_Text to read_:
--------

Rabbi Jeremy Lawrence blows the Shofar Photo: Henry Benjamin

Rabbi Jeremy Lawrence of Sydney’s The Great Synagogue sounded the Shofar before a lunchtime crowd. The event, organised by the Council of Christians and Jews, featured doleful songs in Yiddish by Fay Sussman and the music of the Emanuel School choir. The audience heard readings by students from the school and from pupils from St Scholastica from Anne Frank’s Diary. Addresses were also delivered by Rabbis Richard Lampert and Jeffrey Kamins. Following two minutes’ silence, a glass was broken by Henry Mendelson.

Harry Rich was 12 years old when Kristallnacht brought chaos to his home city of Vienna….and to his life and the lives of millions of others.

Dr Harry Rich

It was the night when Jews were herded for the first time to the concentration camps of Buchenwald and Dachau.

Rich’s story was unusual as he himself suffered no personal injury at the hands of the Nazis. The more he spoke, the more he remembered and the audience sat in silent concentration as the events of the night unfolded before them.

An emotional Rich was followed on the podium by Federal Labor MP Mark Dreyfus who paralleled the night of November 9-10.

The text of what he said:  “I particularly appreciate the opportunity to reflect on the Kristallnacht, because it represented a tragic turning point in the Nazi persecution of Jewish people that we do well to consider carefully.

--------

_To-do list_:
a: Repeat from the Kristallnacht commemoration article the passage that begins at the words "Rabbi Jeremy Lawrence blows" and stops after "millions of others.".
b: According to the Kristallnacht commemoration article, why was Harry Rich's story unusual? Answer in one to three sentences.
c: Resume the Kristallnacht commemoration article from its last sentence and keep writing.

--------

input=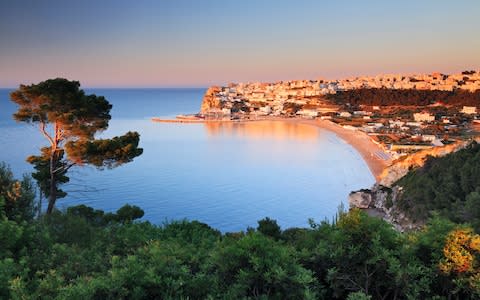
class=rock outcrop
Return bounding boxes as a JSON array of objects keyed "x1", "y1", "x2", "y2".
[
  {"x1": 200, "y1": 86, "x2": 222, "y2": 114},
  {"x1": 379, "y1": 142, "x2": 469, "y2": 187},
  {"x1": 348, "y1": 184, "x2": 423, "y2": 232}
]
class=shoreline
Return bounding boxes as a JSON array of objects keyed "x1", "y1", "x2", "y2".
[
  {"x1": 297, "y1": 119, "x2": 393, "y2": 183},
  {"x1": 152, "y1": 117, "x2": 393, "y2": 183}
]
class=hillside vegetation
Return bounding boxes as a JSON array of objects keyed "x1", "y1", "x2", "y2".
[
  {"x1": 0, "y1": 162, "x2": 480, "y2": 300},
  {"x1": 327, "y1": 88, "x2": 480, "y2": 107},
  {"x1": 397, "y1": 142, "x2": 480, "y2": 232}
]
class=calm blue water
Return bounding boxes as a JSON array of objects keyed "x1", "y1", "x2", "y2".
[{"x1": 0, "y1": 89, "x2": 374, "y2": 231}]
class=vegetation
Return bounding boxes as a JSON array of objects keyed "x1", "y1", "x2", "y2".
[
  {"x1": 0, "y1": 163, "x2": 480, "y2": 299},
  {"x1": 327, "y1": 88, "x2": 480, "y2": 106},
  {"x1": 397, "y1": 142, "x2": 480, "y2": 232},
  {"x1": 11, "y1": 78, "x2": 143, "y2": 214}
]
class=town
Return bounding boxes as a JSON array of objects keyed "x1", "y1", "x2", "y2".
[{"x1": 196, "y1": 71, "x2": 480, "y2": 157}]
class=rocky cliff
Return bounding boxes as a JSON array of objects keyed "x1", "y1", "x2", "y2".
[
  {"x1": 379, "y1": 142, "x2": 469, "y2": 187},
  {"x1": 348, "y1": 184, "x2": 423, "y2": 232},
  {"x1": 200, "y1": 86, "x2": 222, "y2": 114},
  {"x1": 348, "y1": 141, "x2": 478, "y2": 231}
]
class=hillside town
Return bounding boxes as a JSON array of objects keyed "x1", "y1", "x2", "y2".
[{"x1": 197, "y1": 71, "x2": 480, "y2": 157}]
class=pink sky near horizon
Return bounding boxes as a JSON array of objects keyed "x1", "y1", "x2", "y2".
[{"x1": 0, "y1": 0, "x2": 480, "y2": 87}]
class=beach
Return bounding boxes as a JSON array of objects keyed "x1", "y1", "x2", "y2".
[
  {"x1": 152, "y1": 117, "x2": 392, "y2": 182},
  {"x1": 298, "y1": 119, "x2": 392, "y2": 182}
]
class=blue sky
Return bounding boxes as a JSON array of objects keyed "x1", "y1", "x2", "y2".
[{"x1": 0, "y1": 0, "x2": 480, "y2": 87}]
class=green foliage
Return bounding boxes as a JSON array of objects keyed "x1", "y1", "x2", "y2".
[
  {"x1": 65, "y1": 132, "x2": 143, "y2": 168},
  {"x1": 0, "y1": 162, "x2": 480, "y2": 299},
  {"x1": 327, "y1": 88, "x2": 480, "y2": 107},
  {"x1": 116, "y1": 204, "x2": 144, "y2": 223},
  {"x1": 257, "y1": 217, "x2": 282, "y2": 240},
  {"x1": 0, "y1": 163, "x2": 35, "y2": 222},
  {"x1": 397, "y1": 142, "x2": 480, "y2": 230},
  {"x1": 10, "y1": 78, "x2": 143, "y2": 214},
  {"x1": 213, "y1": 233, "x2": 314, "y2": 299}
]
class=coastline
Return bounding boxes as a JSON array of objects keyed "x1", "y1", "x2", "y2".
[
  {"x1": 296, "y1": 119, "x2": 393, "y2": 182},
  {"x1": 152, "y1": 117, "x2": 393, "y2": 182}
]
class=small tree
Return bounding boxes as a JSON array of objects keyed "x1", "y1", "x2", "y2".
[{"x1": 10, "y1": 78, "x2": 143, "y2": 214}]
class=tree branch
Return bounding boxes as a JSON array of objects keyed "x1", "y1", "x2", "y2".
[
  {"x1": 40, "y1": 122, "x2": 55, "y2": 147},
  {"x1": 53, "y1": 163, "x2": 77, "y2": 173}
]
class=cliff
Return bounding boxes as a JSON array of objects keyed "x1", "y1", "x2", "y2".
[
  {"x1": 348, "y1": 184, "x2": 423, "y2": 232},
  {"x1": 200, "y1": 86, "x2": 222, "y2": 114},
  {"x1": 348, "y1": 141, "x2": 478, "y2": 231},
  {"x1": 379, "y1": 142, "x2": 468, "y2": 187}
]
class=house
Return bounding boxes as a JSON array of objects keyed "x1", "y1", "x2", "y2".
[
  {"x1": 413, "y1": 113, "x2": 435, "y2": 122},
  {"x1": 340, "y1": 111, "x2": 352, "y2": 118},
  {"x1": 297, "y1": 109, "x2": 318, "y2": 118},
  {"x1": 461, "y1": 106, "x2": 477, "y2": 115}
]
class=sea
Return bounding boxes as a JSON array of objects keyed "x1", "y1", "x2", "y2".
[{"x1": 0, "y1": 88, "x2": 375, "y2": 232}]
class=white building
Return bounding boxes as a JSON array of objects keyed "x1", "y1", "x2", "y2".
[
  {"x1": 413, "y1": 113, "x2": 435, "y2": 122},
  {"x1": 461, "y1": 106, "x2": 477, "y2": 115},
  {"x1": 340, "y1": 111, "x2": 352, "y2": 118}
]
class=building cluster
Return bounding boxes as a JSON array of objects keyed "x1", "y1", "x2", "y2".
[{"x1": 201, "y1": 71, "x2": 480, "y2": 154}]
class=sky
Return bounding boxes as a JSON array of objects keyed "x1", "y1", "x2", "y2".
[{"x1": 0, "y1": 0, "x2": 480, "y2": 87}]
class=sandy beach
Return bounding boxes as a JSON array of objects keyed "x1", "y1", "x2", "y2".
[
  {"x1": 292, "y1": 119, "x2": 392, "y2": 182},
  {"x1": 152, "y1": 117, "x2": 392, "y2": 182}
]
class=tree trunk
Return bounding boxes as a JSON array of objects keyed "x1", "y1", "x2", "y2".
[{"x1": 46, "y1": 148, "x2": 57, "y2": 215}]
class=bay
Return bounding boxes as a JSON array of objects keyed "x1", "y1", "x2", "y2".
[{"x1": 0, "y1": 89, "x2": 374, "y2": 232}]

--------

_The responses_:
a:
Rabbi Jeremy Lawrence blows the Shofar Photo: Henry Benjamin

Rabbi Jeremy Lawrence of Sydney’s The Great Synagogue sounded the Shofar before a lunchtime crowd. The event, organised by the Council of Christians and Jews, featured doleful songs in Yiddish by Fay Sussman and the music of the Emanuel School choir. The audience heard readings by students from the school and from pupils from St Scholastica from Anne Frank’s Diary. Addresses were also delivered by Rabbis Richard Lampert and Jeffrey Kamins. Following two minutes’ silence, a glass was broken by Henry Mendelson.

Harry Rich was 12 years old when Kristallnacht brought chaos to his home city of Vienna….and to his life and the lives of millions of others.

b: Harry Rich's story was unusual because he himself suffered no personal injury at the hands of the Nazis.

c:
The Holocaust did not happen suddenly.  First came words expressing the hatred of Jews, describing Jews as less than other human beings.  Such words were not new: antisemitism does have a very long history. But Hitler used new and murderous language. In Mein Kampf he wrote this: “… it is the inexorable Jew who struggles for his domination over the nations.  No nation can remove this hand from its throat except by the sword only the assembled and concentrated might of a national passion rearing up in its strength can defy the international enslavement of peoples.  Such a process is and remains a bloody one”.

Mark Dreyfus

And the language grew bloodier and more hateful once the Nazis took over. Next came laws, the Nuremberg laws which stripped Jews of their citizenship and rights.  Then yellow stars.  Then escalating violence.  And then deportation, and the “final solution”.

Kristallnacht marked the move to country-wide public violence against Jews, looting and arson against synagogues, and attacks on Jewish owned businesses.  Life for Jews had been increasingly difficult since Hitler came to power in 1933, but Kristallnacht was a turning point – a transformation from prejudice and discrimination to open violence across Germany.  As Daniel Goldhagen wrote in 1996, “The progressive exclusion of Jews from German society that had been proceeding since the Nazis assumption of power gained greater momentum with Kristallnacht”. 

The Nazis’ pretext for the eruption of violence on Kristallnacht was an event in France.  On 7 November 1938 Herschel Grynszpan, a 17 year old Jew whose parents had been deported by the Nazi Government to Poland (along with fifteen thousand other Polish Jews), purchased a revolver and ammunition and went to the German embassy in Paris.  There he shot a German diplomat three times and waited to be arrested.  In his pocket was a postcard addressed to his parents, on which he had written “May God forgive me.  I must protest so that the whole world hears my protest, and that I will do”.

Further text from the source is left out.